--- Фрагмент страницы ---

<<<<

Догмат о творении проводит невидимую границу между Творцом и тварью - зазор между ними обретает непреложность онтологического порядка. Но отрешенность Бога от мира парадоксальным образом сочетается с немыслимой для античного мироощущения интенсивностью божественной вовлеченности в судьбу каждого отдельного человека. Человек получает новый статус в сотворенном мире: "Но в чем же, по церковному слову, величие человека? Не в подобии тварному миру, но в том, чтобы быть по образу природы Сотворившего его" [1]. Античная идея уподобления микрокосма макрокосму, человека - миру принципиально трансформируется: человек выделяется из мира, напрямую уподобляясь Творцу этого мира.

1 Григорий Нисский. Об устроении человека / Пер., прим. и послесловие В.М. Лурье. СПб., 1995. С. 50.

Трансцендентная Божественная Личность создает подобную себе личность человеческую, нерастворимую в стихиях универсума. В этом диалогическом отношении двух трансценденций космос вытесняется в сферу адиафорон (безразличного). В то же время картина космоса в христианстве принципиально антропологизируется, становясь зависимой от человеческих начал в таких масштабах, которые немыслимы для античной космологии. Прежде всего, только к человеку обращен Божественный замысел о творении "по образу и подобию". Далее, христианство есть в сущности религия спасения человека и весь порядок мира и истории ориентирован на решение именно этой задачи.

Но высшее признание абсолютно прерогативного статуса человека, - как в его величии, так и в его уничижении, - заключается в том, что Бог, воплощаясь, принимает человеческий образ ("зрак раба"), чтобы возвысить человека до божественного образа (классическая формула богословия: "Бог стал человеком, чтобы человек стал Богом"). Самое красноречивое, но в то же время возмутительное для античного миропонимания, свидетельство сверхприродного статуса человека - это порядок отношений между миром и человеком, выраженный в параболе грехопадения и спасения. Нравственное падение человека становится не просто фактом истории "первого" Адама, но и событием универсально-космическим: оно влечет за собой моральное превращение всей природы, нарушение порядка всего сущего. С этого момента зло приходит в мир. И возродиться природа должна только через восстановление человека. Моральное и физическое спасение мира становится задачей религиозного человека. Судьба космоса оказывается в зависимости от частной человеческой судьбы. Мир отступает в тень человека.

>>>>

--- Что нужно сделать ---
a – Согласно фрагменту о христианском понимании человека, только через что должна возродиться природа?
b – Воспроизведите без изменений часть фрагмента о христианском понимании человека, начиная со слов "Догмат о творении" и заканчивая словами "Творцу этого мира.".
Этот материал никак не связан с текстом выше.

[Сохранённые записи данных]
<<<<

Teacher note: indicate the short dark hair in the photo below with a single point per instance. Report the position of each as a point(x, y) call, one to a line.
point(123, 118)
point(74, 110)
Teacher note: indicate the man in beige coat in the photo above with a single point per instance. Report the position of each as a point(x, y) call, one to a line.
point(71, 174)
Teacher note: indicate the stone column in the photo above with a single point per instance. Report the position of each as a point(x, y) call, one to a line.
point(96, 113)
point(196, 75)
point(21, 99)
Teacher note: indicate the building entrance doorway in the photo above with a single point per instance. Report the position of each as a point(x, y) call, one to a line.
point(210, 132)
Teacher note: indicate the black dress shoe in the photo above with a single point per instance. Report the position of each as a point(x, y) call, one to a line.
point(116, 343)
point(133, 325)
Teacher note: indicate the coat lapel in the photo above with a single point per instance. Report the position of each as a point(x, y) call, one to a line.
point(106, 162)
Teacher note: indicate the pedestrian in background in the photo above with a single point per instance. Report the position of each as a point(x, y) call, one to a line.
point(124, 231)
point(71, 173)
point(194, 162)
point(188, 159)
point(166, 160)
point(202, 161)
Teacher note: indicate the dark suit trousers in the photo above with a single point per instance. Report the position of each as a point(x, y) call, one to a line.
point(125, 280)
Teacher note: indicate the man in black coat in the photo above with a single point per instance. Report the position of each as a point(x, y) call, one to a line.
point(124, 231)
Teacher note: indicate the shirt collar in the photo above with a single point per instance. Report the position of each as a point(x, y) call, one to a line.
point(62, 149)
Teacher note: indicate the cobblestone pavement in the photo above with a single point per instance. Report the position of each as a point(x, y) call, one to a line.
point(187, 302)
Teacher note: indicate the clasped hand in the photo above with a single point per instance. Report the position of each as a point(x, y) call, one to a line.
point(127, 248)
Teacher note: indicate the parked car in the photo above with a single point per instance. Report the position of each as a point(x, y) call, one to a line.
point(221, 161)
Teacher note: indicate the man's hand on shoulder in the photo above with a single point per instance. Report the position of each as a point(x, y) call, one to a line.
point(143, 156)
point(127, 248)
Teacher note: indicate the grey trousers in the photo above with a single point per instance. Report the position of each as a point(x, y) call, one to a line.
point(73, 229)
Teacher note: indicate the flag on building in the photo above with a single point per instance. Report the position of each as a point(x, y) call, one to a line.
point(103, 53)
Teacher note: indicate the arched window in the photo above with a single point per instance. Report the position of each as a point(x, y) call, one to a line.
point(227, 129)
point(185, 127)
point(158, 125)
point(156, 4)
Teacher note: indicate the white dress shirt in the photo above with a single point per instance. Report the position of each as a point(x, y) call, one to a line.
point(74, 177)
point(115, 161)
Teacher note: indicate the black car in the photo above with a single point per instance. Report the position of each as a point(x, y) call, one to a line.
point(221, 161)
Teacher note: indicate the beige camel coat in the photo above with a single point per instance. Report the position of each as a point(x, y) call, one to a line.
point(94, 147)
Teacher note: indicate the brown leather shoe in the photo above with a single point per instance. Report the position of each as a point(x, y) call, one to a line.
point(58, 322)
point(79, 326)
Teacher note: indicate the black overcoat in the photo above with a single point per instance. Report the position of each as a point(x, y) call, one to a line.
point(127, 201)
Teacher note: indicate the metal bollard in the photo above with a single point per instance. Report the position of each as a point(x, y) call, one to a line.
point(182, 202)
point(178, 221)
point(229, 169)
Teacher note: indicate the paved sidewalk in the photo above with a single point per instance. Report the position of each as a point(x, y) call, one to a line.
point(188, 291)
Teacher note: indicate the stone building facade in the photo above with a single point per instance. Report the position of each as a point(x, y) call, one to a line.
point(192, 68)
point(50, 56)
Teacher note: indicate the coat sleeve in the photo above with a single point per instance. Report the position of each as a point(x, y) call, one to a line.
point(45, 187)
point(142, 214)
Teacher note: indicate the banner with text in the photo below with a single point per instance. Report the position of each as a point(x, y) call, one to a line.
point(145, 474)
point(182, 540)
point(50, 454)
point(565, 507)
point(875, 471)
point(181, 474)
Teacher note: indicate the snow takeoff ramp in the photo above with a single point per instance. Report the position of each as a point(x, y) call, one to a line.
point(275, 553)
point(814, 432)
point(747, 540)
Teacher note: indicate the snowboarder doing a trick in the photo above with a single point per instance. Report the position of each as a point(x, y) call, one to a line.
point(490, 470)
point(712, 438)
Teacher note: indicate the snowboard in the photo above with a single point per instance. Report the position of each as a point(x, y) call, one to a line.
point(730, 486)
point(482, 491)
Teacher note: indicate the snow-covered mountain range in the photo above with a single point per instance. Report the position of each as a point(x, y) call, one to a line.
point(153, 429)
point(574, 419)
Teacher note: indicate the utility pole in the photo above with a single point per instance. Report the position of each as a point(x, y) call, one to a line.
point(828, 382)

>>>>

--- Ответы к заданиям ---
a – Только через восстановление человека.

b –
Догмат о творении проводит невидимую границу между Творцом и тварью - зазор между ними обретает непреложность онтологического порядка. Но отрешенность Бога от мира парадоксальным образом сочетается с немыслимой для античного мироощущения интенсивностью божественной вовлеченности в судьбу каждого отдельного человека. Человек получает новый статус в сотворенном мире: "Но в чем же, по церковному слову, величие человека? Не в подобии тварному миру, но в том, чтобы быть по образу природы Сотворившего его" [1]. Античная идея уподобления микрокосма макрокосму, человека - миру принципиально трансформируется: человек выделяется из мира, напрямую уподобляясь Творцу этого мира.